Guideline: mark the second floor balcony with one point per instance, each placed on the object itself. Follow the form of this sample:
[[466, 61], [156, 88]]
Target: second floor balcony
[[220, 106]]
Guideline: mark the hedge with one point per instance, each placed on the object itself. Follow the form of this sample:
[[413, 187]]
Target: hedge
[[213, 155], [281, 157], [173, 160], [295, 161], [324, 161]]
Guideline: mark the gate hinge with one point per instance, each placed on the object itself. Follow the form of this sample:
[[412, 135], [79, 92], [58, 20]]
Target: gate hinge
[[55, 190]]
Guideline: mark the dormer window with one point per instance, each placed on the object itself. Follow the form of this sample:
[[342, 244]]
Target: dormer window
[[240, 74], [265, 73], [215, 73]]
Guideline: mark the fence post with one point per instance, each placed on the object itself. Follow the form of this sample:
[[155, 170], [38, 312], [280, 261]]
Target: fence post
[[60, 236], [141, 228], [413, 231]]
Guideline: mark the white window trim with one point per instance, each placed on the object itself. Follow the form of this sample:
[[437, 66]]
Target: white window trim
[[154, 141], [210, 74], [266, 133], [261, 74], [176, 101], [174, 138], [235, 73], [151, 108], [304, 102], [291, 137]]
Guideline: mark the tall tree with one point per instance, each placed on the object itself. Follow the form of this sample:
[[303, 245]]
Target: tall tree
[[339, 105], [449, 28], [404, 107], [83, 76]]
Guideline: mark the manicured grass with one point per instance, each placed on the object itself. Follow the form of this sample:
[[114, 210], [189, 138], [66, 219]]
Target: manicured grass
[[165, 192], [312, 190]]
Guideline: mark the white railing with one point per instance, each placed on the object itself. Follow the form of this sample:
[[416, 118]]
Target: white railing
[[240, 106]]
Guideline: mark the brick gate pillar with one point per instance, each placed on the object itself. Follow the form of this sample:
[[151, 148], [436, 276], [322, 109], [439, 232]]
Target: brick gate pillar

Description of the task:
Set down the whole listing again, exactly as it was given.

Solution:
Guideline: mark the second floor balcony with one point per instance, each placed on the object itself. Follow the form of this sample:
[[466, 61], [156, 88]]
Target: second floor balcony
[[220, 106]]
Guideline: mark the hedge with one point per instance, each placed on the object itself. Follow the form of this sample:
[[413, 187]]
Target: hedge
[[213, 155], [281, 157], [173, 160], [295, 161], [324, 161]]
Guideline: mark the gate hinge with one point per instance, each placed on the object itself. Follow the form of this sample:
[[412, 135], [79, 92], [58, 20]]
Target: gate hinge
[[55, 190]]
Guideline: mark the dormer window with one point per instance, each placed on the object itself. Follow the form of this sample:
[[342, 244]]
Target: dormer window
[[240, 74], [265, 73], [215, 73]]
Guideline: mark the fence post with one point per instance, each placed on the object itself. Follow the form of this sample:
[[155, 170], [38, 312], [280, 261]]
Target: fence post
[[60, 236], [141, 228], [413, 231]]
Guideline: mark the white window trim with one point per instance, each placed on the object itself. Follow the form of this sample:
[[437, 66]]
Target: white window trim
[[154, 141], [210, 74], [266, 133], [261, 74], [176, 101], [174, 138], [235, 73], [151, 108], [304, 102], [291, 137]]
Guideline: mark the tall tree with one point per instance, each placed on the object itself. Follow the form of this sample:
[[303, 245]]
Target: tall tree
[[339, 105], [449, 28], [404, 107], [83, 76]]
Guideline: mark the manicured grass with one point per instance, each placed on the object itself. Follow the form of this sample:
[[114, 210], [189, 138], [66, 219]]
Target: manicured grass
[[165, 192], [312, 190]]
Guideline: mark the white railing with one point per instance, each placed on the object itself. Follow the form of this sample:
[[416, 118]]
Target: white railing
[[240, 106]]
Guideline: mark the brick gate pillar with one point per instance, each placed on the object itself. Follow the form of this sample:
[[151, 148], [436, 276], [322, 109], [439, 232]]
Target: brick gate pillar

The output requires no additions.